TEXT SEGMENT:

** Start **

After the model is defined, it is straight-forward
to train it with the only difference that instead of a single input, an ordered
list of inputs is provided.

  

opt = Adam(lr=LR, decay=WD)
model.compile(loss="mean_absolute_percentage_error", optimizer=opt)
hist = model.fit(
    [x_w_train, x_ex_train, x_seq_train], y_train,
    epochs=25, batch_size=128) 

Designing a multi-input neural network, one
is not limited with the topology choice. Based on the application, it can as
well be useful to use a concatenation operation of processed features from one
network directly with new inputs.

Here is an example of how the final
architecture can look like (note: the network consists of 2 CNNs and an MLP).

Weight initialization can be a game changer
in such sophisticated architectures. Therefore, it is crucial to keep in mind
how you handle it. Checking a selected dataset distribution and sampling initial
weights of a neural network from an appropriate random distribution of weights
is a good way to go. Also, pretraining individual networks will speed up
convergence of a joint network.

** End **

OBJECTIVE 1: Rewrite the paragraph of the multi-input neural network text that begins "Weight initialization can be a game changer" as a short list, keeping its main facts.
OBJECTIVE 2: Pick up the multi-input neural network text after its last sentence and continue writing it.

INFORMATION GIVEN:
** Start **

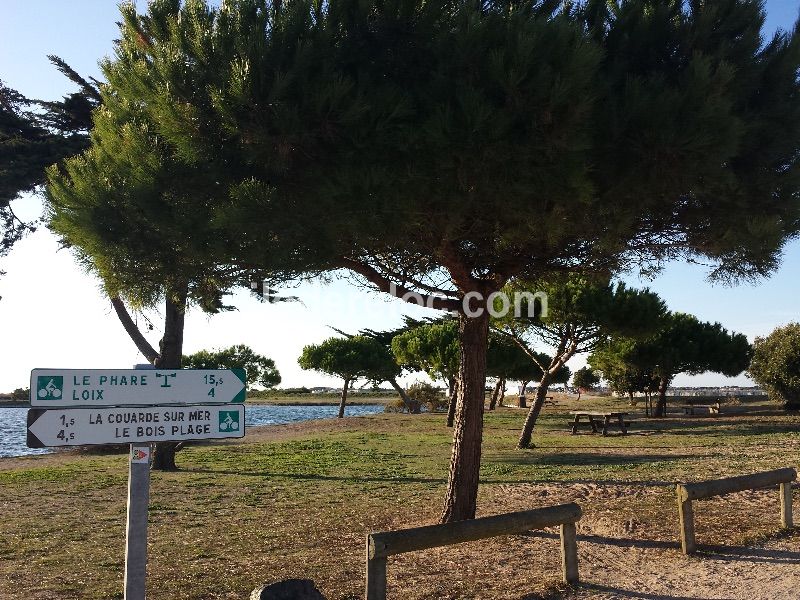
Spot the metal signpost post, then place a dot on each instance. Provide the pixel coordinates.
(136, 527)
(80, 407)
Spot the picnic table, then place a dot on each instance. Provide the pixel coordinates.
(714, 409)
(595, 419)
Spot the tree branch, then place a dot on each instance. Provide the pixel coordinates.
(133, 331)
(397, 290)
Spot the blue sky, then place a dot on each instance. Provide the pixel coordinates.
(53, 314)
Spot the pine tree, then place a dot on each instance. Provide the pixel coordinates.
(35, 134)
(449, 147)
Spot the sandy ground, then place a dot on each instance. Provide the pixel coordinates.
(624, 550)
(629, 558)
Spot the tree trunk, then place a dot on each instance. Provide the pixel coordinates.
(522, 403)
(411, 407)
(171, 347)
(343, 401)
(533, 414)
(495, 394)
(462, 486)
(661, 405)
(451, 407)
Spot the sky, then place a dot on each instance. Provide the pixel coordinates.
(54, 315)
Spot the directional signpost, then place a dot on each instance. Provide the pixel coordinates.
(81, 407)
(52, 388)
(93, 426)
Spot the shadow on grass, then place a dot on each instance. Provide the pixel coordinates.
(579, 459)
(319, 477)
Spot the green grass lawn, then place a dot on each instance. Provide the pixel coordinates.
(298, 502)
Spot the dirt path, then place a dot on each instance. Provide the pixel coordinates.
(632, 569)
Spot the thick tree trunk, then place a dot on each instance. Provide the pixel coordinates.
(451, 407)
(522, 402)
(661, 405)
(343, 401)
(171, 347)
(533, 413)
(462, 486)
(495, 394)
(411, 407)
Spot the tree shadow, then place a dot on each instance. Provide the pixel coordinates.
(319, 477)
(588, 459)
(621, 593)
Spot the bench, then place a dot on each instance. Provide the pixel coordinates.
(382, 545)
(687, 492)
(714, 409)
(599, 419)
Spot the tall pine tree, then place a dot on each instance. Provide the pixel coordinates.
(448, 147)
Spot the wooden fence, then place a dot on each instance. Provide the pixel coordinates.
(705, 489)
(388, 543)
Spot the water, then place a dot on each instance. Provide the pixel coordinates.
(13, 422)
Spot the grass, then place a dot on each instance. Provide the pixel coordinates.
(298, 501)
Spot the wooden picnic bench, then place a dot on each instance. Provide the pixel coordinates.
(596, 419)
(714, 409)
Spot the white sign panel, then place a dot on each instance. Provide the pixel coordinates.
(90, 426)
(135, 387)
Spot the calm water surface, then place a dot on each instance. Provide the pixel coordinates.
(13, 421)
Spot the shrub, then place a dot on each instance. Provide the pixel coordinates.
(775, 365)
(428, 396)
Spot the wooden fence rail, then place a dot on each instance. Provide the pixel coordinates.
(388, 543)
(717, 487)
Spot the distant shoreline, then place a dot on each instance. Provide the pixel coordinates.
(279, 401)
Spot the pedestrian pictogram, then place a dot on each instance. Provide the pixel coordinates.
(229, 420)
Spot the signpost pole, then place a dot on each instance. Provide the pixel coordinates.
(136, 530)
(136, 527)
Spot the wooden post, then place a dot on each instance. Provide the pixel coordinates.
(686, 514)
(569, 553)
(786, 505)
(376, 574)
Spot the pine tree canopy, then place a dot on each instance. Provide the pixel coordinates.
(33, 135)
(492, 140)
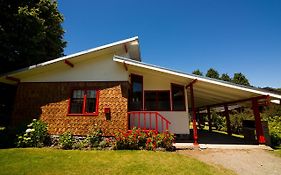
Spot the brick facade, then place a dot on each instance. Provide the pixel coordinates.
(49, 102)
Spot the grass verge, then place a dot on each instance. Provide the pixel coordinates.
(53, 161)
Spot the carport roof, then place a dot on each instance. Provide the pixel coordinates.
(207, 91)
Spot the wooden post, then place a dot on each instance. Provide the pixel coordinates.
(259, 129)
(195, 136)
(209, 118)
(227, 120)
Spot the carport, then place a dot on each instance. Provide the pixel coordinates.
(204, 93)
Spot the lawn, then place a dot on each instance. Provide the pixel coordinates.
(54, 161)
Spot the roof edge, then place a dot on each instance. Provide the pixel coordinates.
(192, 76)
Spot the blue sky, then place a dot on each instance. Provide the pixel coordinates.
(227, 35)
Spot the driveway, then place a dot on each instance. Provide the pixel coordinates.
(244, 162)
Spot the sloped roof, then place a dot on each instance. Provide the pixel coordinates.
(207, 91)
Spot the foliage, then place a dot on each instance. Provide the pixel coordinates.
(36, 135)
(212, 73)
(66, 140)
(197, 72)
(54, 161)
(241, 79)
(30, 33)
(225, 77)
(218, 121)
(138, 139)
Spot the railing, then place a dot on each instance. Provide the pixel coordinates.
(148, 120)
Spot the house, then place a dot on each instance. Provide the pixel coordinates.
(110, 86)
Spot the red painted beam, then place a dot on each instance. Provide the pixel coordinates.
(266, 97)
(259, 129)
(68, 63)
(195, 135)
(226, 112)
(13, 79)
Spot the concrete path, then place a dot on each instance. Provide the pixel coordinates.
(257, 161)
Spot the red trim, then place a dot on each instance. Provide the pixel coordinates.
(131, 89)
(195, 135)
(68, 63)
(226, 111)
(84, 113)
(259, 129)
(183, 100)
(13, 79)
(157, 99)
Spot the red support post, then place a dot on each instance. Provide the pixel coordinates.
(209, 118)
(195, 135)
(150, 127)
(156, 120)
(139, 120)
(144, 120)
(259, 129)
(226, 111)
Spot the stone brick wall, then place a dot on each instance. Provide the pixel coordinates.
(49, 102)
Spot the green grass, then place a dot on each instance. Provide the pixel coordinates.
(277, 151)
(53, 161)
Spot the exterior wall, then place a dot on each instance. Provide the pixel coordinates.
(49, 102)
(179, 119)
(101, 68)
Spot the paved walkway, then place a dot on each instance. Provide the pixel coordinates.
(256, 161)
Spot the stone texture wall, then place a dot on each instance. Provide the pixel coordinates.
(49, 102)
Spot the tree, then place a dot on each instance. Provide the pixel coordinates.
(225, 77)
(239, 78)
(212, 73)
(30, 33)
(197, 72)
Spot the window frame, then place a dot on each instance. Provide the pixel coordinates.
(172, 100)
(84, 113)
(145, 91)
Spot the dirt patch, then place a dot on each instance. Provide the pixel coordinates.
(251, 161)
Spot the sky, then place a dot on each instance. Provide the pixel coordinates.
(227, 35)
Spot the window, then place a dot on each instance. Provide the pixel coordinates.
(136, 92)
(178, 99)
(84, 102)
(157, 100)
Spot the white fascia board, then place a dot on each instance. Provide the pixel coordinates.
(203, 79)
(71, 56)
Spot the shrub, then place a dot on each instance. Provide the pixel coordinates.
(138, 139)
(66, 140)
(35, 135)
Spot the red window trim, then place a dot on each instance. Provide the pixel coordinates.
(172, 106)
(156, 98)
(84, 104)
(131, 89)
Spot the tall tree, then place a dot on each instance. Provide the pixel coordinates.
(197, 72)
(225, 77)
(241, 79)
(212, 73)
(30, 32)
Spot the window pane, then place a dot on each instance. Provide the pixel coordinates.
(164, 101)
(178, 98)
(76, 106)
(91, 101)
(150, 101)
(136, 93)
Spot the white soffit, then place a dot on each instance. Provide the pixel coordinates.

** End **

REPLY 1:
- Weight initialization can make a big difference in sophisticated architectures, so it needs careful handling.
- A good approach is to check the distribution of the selected dataset and sample the network's initial weights from a suitable random distribution.
- Pretraining the individual networks speeds up convergence of the joint network.

REPLY 2:
It was verified on a practical case-study
with 3 years of data that this type of network architecture offers a mechanism to
leverage heterogenous data structures without extensive feature-engineering. As
already described, the experimental network used 3 inputs: primary electricity
consumption time-series data, weather curves and different exogeneous features,
analyzed respectfully by 2 CNNs and an MLP. The resulting network was able to
outperform all the combinations of 2 Input- or 1 Input- networks (no surprise
though, the more data – the better), as well as a big MLP with plain flattened
inputs (unrolled sequences result in considerably more trainable parameters,
though having same amount of layers). As an error metric – Mean Average
Percentage Error was used. As a baseline and state-of-the-art for
this dataset a gradient boosting model with weeks spent on feature engineering and
feature selection was used.

The plot below depicts one week of
prediction inside the test set using the best performing combined network.

In this post we revisited the problem of
tackling multiple inputs of different structure and form. While not always offering
the highest prediction accuracy, multi-input or joint networks offer a lot of
flexibility and adaptivity for low development cost. It doesn’t matter if one
is analyzing time-series or pictures with accompanying meta-data – the
mechanism is the same. The post underlines how uncomplicated it has become to
build branched network architectures, using the Tensorflow v2 and previously
Keras. For Proof-of-Concept, a 3-input combined network was built and
benchmarked against simpler versions. The result has shown improvements for
adding each sub-network for different input types accordingly. Once again, it
may be not the best fit for the problem but offers acceptable results in a much
smaller development time, due to zero feature-engineering and only basic data
preparation efforts.